> Kutipan
********

Sejalan dengan semakin terkendalinya kasus harian Covid-19, penyesuaian pembiayaan mulai dilakukan melalui penyesuaian jumlah, tenor, waktu, serta komposisi mata uang dari SBN yang akan diterbitkan.
Oleh
DIMAS WARADITYA NUGRAHA
·3 menit baca
JAKARTA, KOMPAS — Pemerintah bertekad untuk memangkas utang negara tahun ini dengan berbagai cara, salah satunya mengurangi penerbitan surat berharga negara atau SBN. Penerbitan surat utang direm demi mengejar target defisit fiskal di bawah 3 persen produk domestik bruto di tahun 2023.
Direktur Strategi dan Portofolio Pembiayaan Direktorat Jenderal Pengelolaan Pembiayaan dan Risiko Kementerian Keuangan Riko Amir mengatakan, rencana penurunan target utang utamanya akan dilaksanakan dengan mengurangi penerbitan SBN.
”Ini dilakukan dengan tetap memperhatikan prinsip fleksibilitas dalam pelaksanaannya, kondisi kas, dan biaya atau risiko portofolio utang,” ujarnya saat dihubungi, Selasa (29/3/2022).
Pengurangan penerbitan SBN dilakukan dengan tetap memperhatikan prinsip fleksibilitas dalam pelaksanaannya, kondisi kas, dan biaya atau risiko portofolio utang.

********

> Entri yang Diberikan
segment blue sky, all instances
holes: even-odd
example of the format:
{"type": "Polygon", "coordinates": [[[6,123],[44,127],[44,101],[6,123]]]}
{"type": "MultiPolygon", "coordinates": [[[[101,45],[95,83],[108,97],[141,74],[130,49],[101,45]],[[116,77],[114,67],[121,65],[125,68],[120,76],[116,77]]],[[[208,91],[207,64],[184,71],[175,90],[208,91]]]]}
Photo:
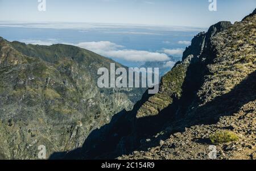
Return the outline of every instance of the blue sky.
{"type": "Polygon", "coordinates": [[[0,0],[0,21],[134,23],[208,27],[220,20],[240,20],[256,7],[256,0],[0,0]]]}

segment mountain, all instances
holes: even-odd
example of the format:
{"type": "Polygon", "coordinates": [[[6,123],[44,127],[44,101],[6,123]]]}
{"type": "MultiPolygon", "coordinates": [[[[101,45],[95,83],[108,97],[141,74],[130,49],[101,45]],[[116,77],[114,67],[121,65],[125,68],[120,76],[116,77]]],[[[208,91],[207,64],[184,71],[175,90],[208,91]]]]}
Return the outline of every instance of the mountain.
{"type": "Polygon", "coordinates": [[[99,89],[98,69],[119,64],[64,44],[0,37],[0,159],[36,159],[81,147],[112,116],[132,109],[143,90],[99,89]]]}
{"type": "Polygon", "coordinates": [[[255,159],[255,11],[196,35],[159,93],[146,92],[65,158],[207,159],[216,148],[217,159],[255,159]]]}

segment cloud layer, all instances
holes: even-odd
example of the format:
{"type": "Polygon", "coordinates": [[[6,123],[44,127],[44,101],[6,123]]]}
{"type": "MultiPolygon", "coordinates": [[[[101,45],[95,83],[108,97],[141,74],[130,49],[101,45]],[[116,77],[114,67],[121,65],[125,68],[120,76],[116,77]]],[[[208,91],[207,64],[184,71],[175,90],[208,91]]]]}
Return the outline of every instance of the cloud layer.
{"type": "Polygon", "coordinates": [[[168,55],[164,53],[126,49],[123,46],[110,41],[82,42],[75,45],[102,56],[129,61],[165,61],[170,60],[168,55]]]}
{"type": "MultiPolygon", "coordinates": [[[[22,41],[32,44],[47,45],[58,43],[56,40],[53,39],[48,39],[46,41],[22,40],[22,41]]],[[[163,49],[159,52],[149,52],[127,49],[122,45],[108,41],[81,42],[77,44],[63,43],[77,46],[104,56],[131,62],[166,61],[170,60],[168,56],[181,56],[184,51],[183,49],[163,49]]],[[[170,64],[167,64],[167,65],[169,65],[170,64]]]]}
{"type": "Polygon", "coordinates": [[[163,49],[162,51],[164,53],[171,56],[180,56],[183,54],[183,49],[163,49]]]}
{"type": "Polygon", "coordinates": [[[178,44],[184,44],[184,45],[190,45],[191,44],[191,41],[179,41],[178,44]]]}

********

> Instruksi Kerja 1
Apakah tiap pernyataan ini sesuai dengan kutipan tentang penerbitan SBN? (a) Pemerintah menargetkan defisit fiskal di bawah 3 persen PDB pada tahun 2023. (b) Riko Amir memberikan keterangannya saat dihubungi pada hari Senin. (c) Penyesuaian pembiayaan mencakup komposisi mata uang SBN. Jawab ya atau tidak, lalu kutip kata-kata penentunya dari kutipan.
> Instruksi Kerja 2
Menurut kalimat pertama kutipan, hal apa saja dari SBN yang akan diterbitkan yang disesuaikan dalam penyesuaian pembiayaan? Sebutkan semuanya.
Entri tersebut diambil dari sumber yang berbeda dengan kutipan.

> Jawaban 1
(a) Ya: "mengejar target defisit fiskal di bawah 3 persen produk domestik bruto di tahun 2023"
(b) Tidak: "ujarnya saat dihubungi, Selasa (29/3/2022)"
(c) Ya: "penyesuaian jumlah, tenor, waktu, serta komposisi mata uang dari SBN yang akan diterbitkan"

> Jawaban 2
- jumlah
- tenor
- waktu
- komposisi mata uang